▶ [Work to be completed]: Please change "one instance per line" to "one instance on each line" throughout the records below and give them again with everything else unchanged, leaving out the pictures.

* start Exercise data *

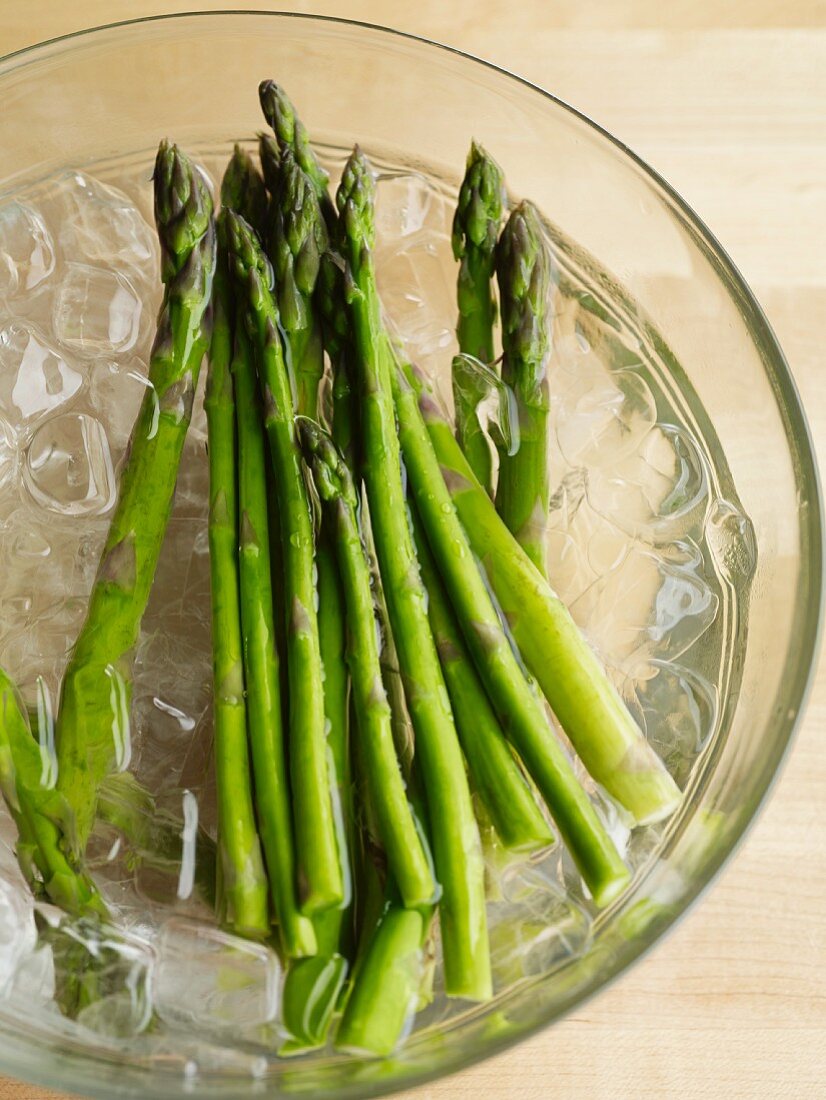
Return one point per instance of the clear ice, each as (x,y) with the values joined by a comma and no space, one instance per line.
(638,543)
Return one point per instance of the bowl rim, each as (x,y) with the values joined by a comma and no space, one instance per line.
(810,623)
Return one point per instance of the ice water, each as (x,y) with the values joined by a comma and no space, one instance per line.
(641,546)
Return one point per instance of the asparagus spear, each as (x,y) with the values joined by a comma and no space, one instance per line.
(242,875)
(92,726)
(475,229)
(386,988)
(397,827)
(388,967)
(290,133)
(496,774)
(312,987)
(297,242)
(41,814)
(330,297)
(520,711)
(320,878)
(242,190)
(454,832)
(575,684)
(524,272)
(271,157)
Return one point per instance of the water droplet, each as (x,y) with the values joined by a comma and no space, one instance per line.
(731,540)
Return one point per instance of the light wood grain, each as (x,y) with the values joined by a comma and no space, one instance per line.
(728,100)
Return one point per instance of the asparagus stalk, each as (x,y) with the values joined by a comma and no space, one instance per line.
(297,242)
(242,875)
(243,190)
(41,814)
(261,666)
(386,988)
(524,272)
(92,725)
(388,968)
(397,828)
(290,133)
(312,987)
(574,682)
(455,838)
(319,870)
(271,157)
(520,711)
(330,296)
(475,229)
(496,774)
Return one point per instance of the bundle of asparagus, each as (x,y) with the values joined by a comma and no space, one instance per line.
(407,606)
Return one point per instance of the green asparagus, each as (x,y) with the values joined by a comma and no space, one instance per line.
(455,838)
(574,682)
(319,870)
(243,190)
(397,829)
(271,157)
(386,987)
(312,987)
(92,726)
(41,814)
(242,875)
(524,272)
(297,242)
(290,133)
(475,229)
(496,776)
(520,711)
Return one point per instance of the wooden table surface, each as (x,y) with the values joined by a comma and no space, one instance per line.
(728,101)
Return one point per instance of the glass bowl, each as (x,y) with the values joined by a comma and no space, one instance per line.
(112,92)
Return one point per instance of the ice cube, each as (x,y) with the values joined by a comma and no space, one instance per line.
(8,455)
(678,711)
(35,378)
(406,202)
(117,392)
(26,255)
(650,606)
(537,927)
(211,981)
(657,494)
(100,224)
(97,311)
(102,976)
(601,416)
(18,934)
(68,468)
(419,300)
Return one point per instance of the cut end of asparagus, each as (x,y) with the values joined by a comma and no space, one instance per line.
(183,207)
(480,207)
(242,188)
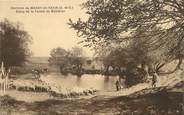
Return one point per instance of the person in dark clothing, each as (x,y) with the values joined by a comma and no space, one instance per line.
(117,85)
(154,79)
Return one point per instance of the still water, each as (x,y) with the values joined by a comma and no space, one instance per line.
(96,81)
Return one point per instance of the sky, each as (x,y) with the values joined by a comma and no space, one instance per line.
(48,30)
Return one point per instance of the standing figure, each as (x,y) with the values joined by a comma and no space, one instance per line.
(154,79)
(118,85)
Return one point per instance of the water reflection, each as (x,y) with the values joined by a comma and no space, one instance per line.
(99,82)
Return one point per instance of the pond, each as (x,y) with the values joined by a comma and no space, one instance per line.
(96,81)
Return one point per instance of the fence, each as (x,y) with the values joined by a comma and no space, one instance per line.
(3,79)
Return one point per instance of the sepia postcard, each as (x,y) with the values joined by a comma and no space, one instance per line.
(91,57)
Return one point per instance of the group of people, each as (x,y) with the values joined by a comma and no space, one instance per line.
(38,72)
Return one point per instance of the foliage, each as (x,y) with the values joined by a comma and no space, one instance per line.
(71,59)
(155,29)
(14,41)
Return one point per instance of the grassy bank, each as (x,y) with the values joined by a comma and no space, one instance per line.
(160,103)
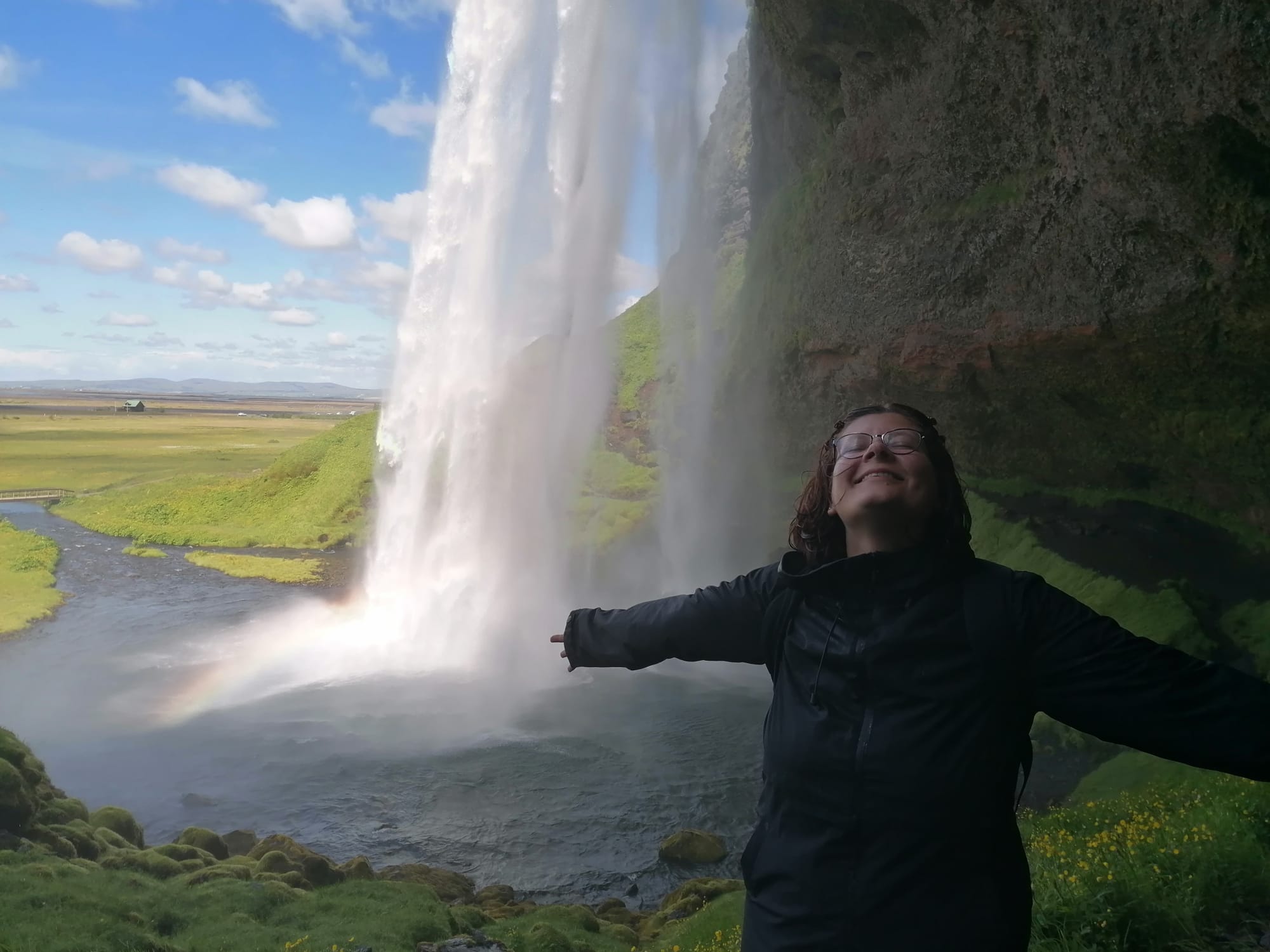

* end Exercise data *

▶ [Solution for this task]:
Return one point per instance of the clear ice, each as (x,y) with the values joined by a comma and no space, one instance on each line.
(638,543)
Return one point per instance of the bowl rim, each as (x,y) with the values joined by a comma and no space, one instance on each line.
(810,623)
Return one point per instance of the ice water, each as (x,y) with the values joined by a comma and no space, one instance on each line.
(641,546)
Return one point per instance of the asparagus spear, each as (x,y) with the values joined by a comma and no space, one instance on each line.
(242,875)
(92,726)
(475,229)
(386,988)
(397,827)
(388,967)
(290,133)
(496,774)
(312,987)
(297,242)
(41,814)
(330,297)
(520,711)
(320,878)
(242,190)
(454,832)
(575,684)
(524,272)
(271,157)
Return one point per instance of the water droplet, each as (x,y) with the values joined by a comma and no space, one instance on each line.
(731,540)
Return one point per instance of the light wood grain, each as (x,y) with the values joined by a comma and no space, one instance on each line.
(728,100)
Return one point per instance of the asparagus stalk, each as (x,y) with the values joined by a comma and no space, one instance on each line.
(297,242)
(242,875)
(243,190)
(41,814)
(261,666)
(386,988)
(524,272)
(92,725)
(388,968)
(397,828)
(290,133)
(312,987)
(574,682)
(455,838)
(319,870)
(271,157)
(520,711)
(330,296)
(475,229)
(496,774)
Return one point per instance of the bundle of asparagus, each as (x,y) with the values joined by a comma and no space, one instance on each line.
(407,606)
Return one point per instance of the green asparagus, each as (x,y) with the values joined by a comma and no space, one instance on each line.
(455,838)
(574,682)
(319,870)
(243,190)
(397,829)
(271,157)
(386,987)
(312,987)
(92,726)
(41,814)
(242,875)
(524,272)
(297,242)
(290,133)
(475,229)
(496,776)
(520,711)
Return one point per instance of the wooden table surface, each as (x,y) with the values joined by a comma and no space, one instance on each line.
(728,101)
Return one point per instance of the glass bowl, each as (x,y) with the values joined by a comma and no space, one instance on each line.
(112,92)
Return one point per instance of the ice cube, each as (x,y) with the values joined by a comma and no space, one instance on each line.
(8,455)
(678,711)
(35,378)
(406,202)
(117,392)
(26,255)
(650,606)
(537,927)
(211,981)
(657,494)
(100,224)
(97,311)
(102,976)
(601,416)
(18,934)
(68,468)
(419,300)
Return one point per instance of the cut end of asparagus, each as (x,y) with the values joined by a comma and no space, one instance on each line.
(183,207)
(480,207)
(242,188)
Return one point per instance of the person in dark clothing, each as (x,y) with the values joined by a comma and no space, one instance on each line.
(117,85)
(154,79)
Return one point per instance of the still water, each as (x,y) with the values joined by a comma and no space, one instance on each line.
(96,81)
Return one point per instance of the sky, each as (x,y) with the values joined by a comma and no space, one instance on each line.
(48,30)
Return one point per instance of the standing figure, each as (x,y) with the values joined by a comma and no space, one instance on each line.
(154,79)
(118,85)
Return one point per instance of the water reflection, each as (x,y) with the values joined by a comma and no space, one instance on each line.
(99,82)
Return one point per instance of the pond, each as (x,y) with the values joined by a comma and no space, one instance on each line.
(96,81)
Return one point per instance of the fence, each as (x,y) with the values joined by a comma and no space, one instance on each line.
(3,79)
Return one point per instance of the sepia postcard, each as (x,y) with the values joined by a comma and no space, one instance on each line.
(91,57)
Return one point per instance of the group of people, each as (x,y) with the values joined by a comma and no space, one instance on each line.
(38,72)
Return one point per instance of the foliage, each as (x,y) with the values joined by a comma and no space, one instance on each line.
(71,59)
(155,29)
(14,41)
Return one point per instance of the grassy bank, each as (x,y) with the values joined by a comma and no space, one instance on each line.
(160,103)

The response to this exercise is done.